Closed davelandry closed 4 years ago
In the meantime I've manually hacked in a temporary fix on theodore by directly editing the data in the table but of course @hwchen we would want to fix this in the ETL
I'll fix this when I get back; unfortunately the bls code is at the office. But I have some idea what the issue is. If I'm remembering correctly, some of the ids were split on commas, and some were dashed.
(and to some of the slack discussion: I don't think it's a crosswalk thing, I think it's just how i'm processing multiple ids as one string, per row)
As another test case, i noticed the missing growth for Labor Unions as well: https://theodore.datausa.io/profile/naics/81393
This should be fixed tomorrow, sorry for delay
On Mon, Feb 18, 2019, 2:45 PM Dave Landry <notifications@github.com wrote:
As another test case, i noticed the missing growth for Labor Unions as well: https://theodore.datausa.io/profile/naics/81393
— You are receiving this because you were mentioned. Reply to this email directly, view it on GitHub https://github.com/Datawheel/datausa-tracker/issues/219#issuecomment-464909987, or mute the thread https://github.com/notifications/unsubscribe-auth/ADm0i_xhHP41IQqi-KKH2JPxnB792XxIks5vOy0ggaJpZM4akLyZ .
Looks like the issue isn't in etl errors either (although I do have another bug to fix)
Retail trade is normally 44-45
, but in the table it's represented as 44, 45
. I'm not crosswalking, so I'll just include a special case. (The table is already using naics, so I wanted to minimize the amount of transformation like crosswalking.)
I'll leave this thread open for a bit, so you can keep adding special cases.
As for Labor Unions 81393
, it doesn't exist in the table (industry growth). The closest is Civic, social, professional, and similar organizations
"8134, 8139"
.
@jspeis do you know how you handled this in the past? Perhaps I'm using an entirely different table than you did?
The old Data USA used a substitution of "Other Services, Except Public Administration."
The easiest way to check is to see the Job growth section: https://datausa.io/profile/naics/81393/#job_growth
@davelandry I think it should be considered a bug though that this information is presented in the splash without indication that a substitution has occurred
Ok, Other Services, Except Public Administration
exists as Other services
in the growth table. I'll hardcode this into the etl (copying this row and substituting the labor unions id).
@hwchen sorry for the confusion --- we want to preserve that as "Other services" in the data but we'll just want to make sure the crosswalk in the logic layer has the correct mapping (which it should already have)

══════

WHAT YOU HAVE TO DO: From the issue thread on missing industry growth data, return the passage that starts at the words "Looks like the" and ends after "adding special cases.". The records play no role in this work.

══════

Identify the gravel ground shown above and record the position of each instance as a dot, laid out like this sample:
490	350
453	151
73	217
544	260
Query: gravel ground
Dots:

══════

EXERCISE OUTPUT:
Looks like the issue isn't in etl errors either (although I do have another bug to fix)
Retail trade is normally 44-45
, but in the table it's represented as 44, 45
. I'm not crosswalking, so I'll just include a special case. (The table is already using naics, so I wanted to minimize the amount of transformation like crosswalking.)
I'll leave this thread open for a bit, so you can keep adding special cases.